Copy out the data below line for line, without changing a character, and leave out the picture.

--- begin ---

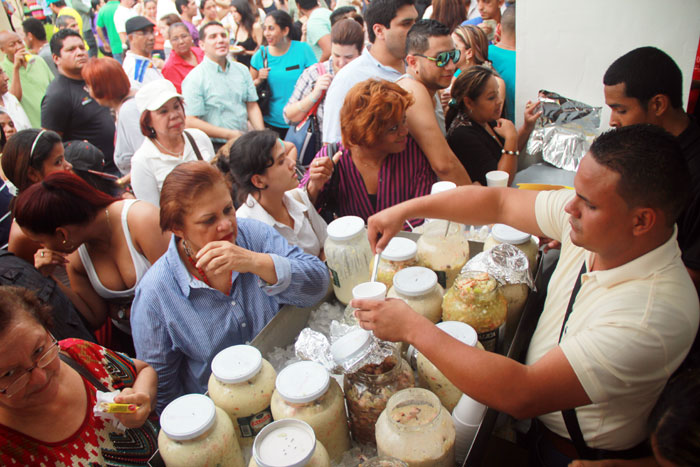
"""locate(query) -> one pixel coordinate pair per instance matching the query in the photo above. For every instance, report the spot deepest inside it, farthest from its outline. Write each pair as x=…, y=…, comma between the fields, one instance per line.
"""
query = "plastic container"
x=444, y=249
x=399, y=254
x=241, y=384
x=475, y=299
x=348, y=255
x=418, y=287
x=417, y=429
x=194, y=432
x=288, y=443
x=305, y=391
x=429, y=377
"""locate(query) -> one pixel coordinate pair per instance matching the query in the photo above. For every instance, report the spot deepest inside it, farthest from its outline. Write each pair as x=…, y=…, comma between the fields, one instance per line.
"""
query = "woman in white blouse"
x=264, y=171
x=167, y=143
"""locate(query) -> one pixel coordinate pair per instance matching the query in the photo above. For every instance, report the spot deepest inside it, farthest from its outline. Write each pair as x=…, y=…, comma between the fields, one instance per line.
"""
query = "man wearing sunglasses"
x=431, y=62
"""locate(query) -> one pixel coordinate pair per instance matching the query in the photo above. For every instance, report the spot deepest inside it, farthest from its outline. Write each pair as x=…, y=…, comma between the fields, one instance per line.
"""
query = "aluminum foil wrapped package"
x=565, y=131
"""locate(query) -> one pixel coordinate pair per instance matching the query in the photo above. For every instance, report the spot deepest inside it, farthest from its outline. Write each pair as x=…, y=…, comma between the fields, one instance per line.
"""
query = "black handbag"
x=263, y=89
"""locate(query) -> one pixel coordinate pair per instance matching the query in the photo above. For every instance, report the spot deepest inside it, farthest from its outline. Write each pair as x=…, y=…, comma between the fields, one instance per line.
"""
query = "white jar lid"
x=415, y=281
x=236, y=364
x=400, y=249
x=284, y=443
x=302, y=382
x=188, y=416
x=344, y=228
x=351, y=345
x=460, y=331
x=507, y=234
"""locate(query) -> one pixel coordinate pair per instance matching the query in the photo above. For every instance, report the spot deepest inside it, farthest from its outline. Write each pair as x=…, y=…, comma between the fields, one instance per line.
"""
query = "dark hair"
x=16, y=154
x=57, y=39
x=471, y=84
x=382, y=12
x=646, y=72
x=653, y=172
x=418, y=36
x=451, y=13
x=182, y=185
x=675, y=420
x=348, y=32
x=16, y=300
x=34, y=26
x=60, y=199
x=250, y=155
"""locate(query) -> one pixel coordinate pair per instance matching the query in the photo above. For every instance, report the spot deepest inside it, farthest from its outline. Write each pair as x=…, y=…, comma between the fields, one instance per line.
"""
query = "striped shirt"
x=179, y=323
x=402, y=176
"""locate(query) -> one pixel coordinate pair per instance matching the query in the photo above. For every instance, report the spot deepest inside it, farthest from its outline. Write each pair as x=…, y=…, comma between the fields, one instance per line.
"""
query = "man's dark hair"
x=653, y=171
x=646, y=72
x=418, y=36
x=57, y=39
x=34, y=26
x=382, y=12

--- end ---

**THE RESULT:**
"""locate(query) -> one pixel coordinate pair per instance matching the query in the photo above. For every instance, report the spot deepest inside it, farthest from its outline. Write each pair as x=…, y=…, comma between the fields, one instance per line.
"""
query = "plastic container"
x=444, y=249
x=399, y=254
x=241, y=384
x=475, y=299
x=348, y=255
x=418, y=287
x=417, y=429
x=194, y=432
x=288, y=443
x=305, y=391
x=429, y=377
"""locate(query) -> one pixel coordinate pair per instance matching the query in the photo above. For every instance, report the spot deepest inside it, farthest from its outline. Write each pair as x=…, y=…, comma between the fields, one instance per line.
"""
query = "woman in white blouse"
x=264, y=171
x=167, y=143
"""locate(query) -> one pixel coordinate pair per instance matching the query in the photo above. For every instance, report the spot deepest inside it, farthest from its outline. Write each pair as x=…, y=…, comma between the fields, one instance per line.
"""
query = "man wearing sunglasses"
x=431, y=62
"""locate(query) -> one pixel coordinate pair per instance matching the query in the photo above. For every instance, report the spot deepest inside it, farthest from its outline. Write each pair as x=…, y=…, comma between the fields, one instance per line.
"""
query = "aluminum foil wrapped package"
x=565, y=131
"""locate(query) -> one pixel coordinate pair per instance matching the query in the photo above. For every instance, report the spot deepest inside it, farthest from its outline. Write each pair as x=…, y=…, comma between the fields, one instance per line.
"""
query = "black handbag"
x=263, y=89
"""locate(query) -> one pixel coordinate pair per instance matching the query in the photo above. For every instance, report the spot deepest inside it, farthest from its outline. Write each pair as x=…, y=…, comma between the fields, one instance per line.
"""
query = "white jar lid"
x=415, y=281
x=236, y=364
x=400, y=249
x=284, y=443
x=302, y=382
x=188, y=416
x=344, y=228
x=351, y=345
x=460, y=331
x=507, y=234
"""locate(query) -> one pixel coordinate pair per instance matching the query in the photo above. For every instance, report the spot deepest inside it, farthest from its outline. Write each pair as x=…, y=…, comma between the fields, one instance per line.
"""
query = "dark hair"
x=16, y=154
x=57, y=39
x=471, y=84
x=382, y=12
x=646, y=72
x=653, y=172
x=418, y=36
x=451, y=13
x=182, y=185
x=675, y=420
x=348, y=32
x=16, y=300
x=34, y=26
x=60, y=199
x=250, y=155
"""locate(query) -> one pixel coordinate pair per instance matching the query in the photo above. For every instance, report the spot deepest inside it, farthest from its outline. Write each pair as x=…, y=…, comma between the fields, one instance per line.
"""
query = "striped shirt"
x=179, y=323
x=402, y=176
"""locate(query) -> one pixel coordinate pair per instance matching the query in the photo above. For every instance, report the spot deepest inside it, farthest from its outline. Write each pair as x=…, y=…, comma between the fields, one instance per line.
"""
query = "man's dark hair"
x=653, y=171
x=646, y=72
x=418, y=36
x=57, y=39
x=34, y=26
x=382, y=12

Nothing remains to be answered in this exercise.